[Excerpts from an object detection dataset]
───
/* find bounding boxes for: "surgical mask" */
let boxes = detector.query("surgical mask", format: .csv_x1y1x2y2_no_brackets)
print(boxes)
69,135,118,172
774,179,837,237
───
> Instructions to follow
Filter the listing above down to the lines containing the string "boxes", and copy those lines out. Matching is case-sensitive.

> Full solution
/* find bounding boxes for: "surgical mask" */
let boxes = detector.query("surgical mask", format: .csv_x1y1x2y2_no_brackets)
print(boxes)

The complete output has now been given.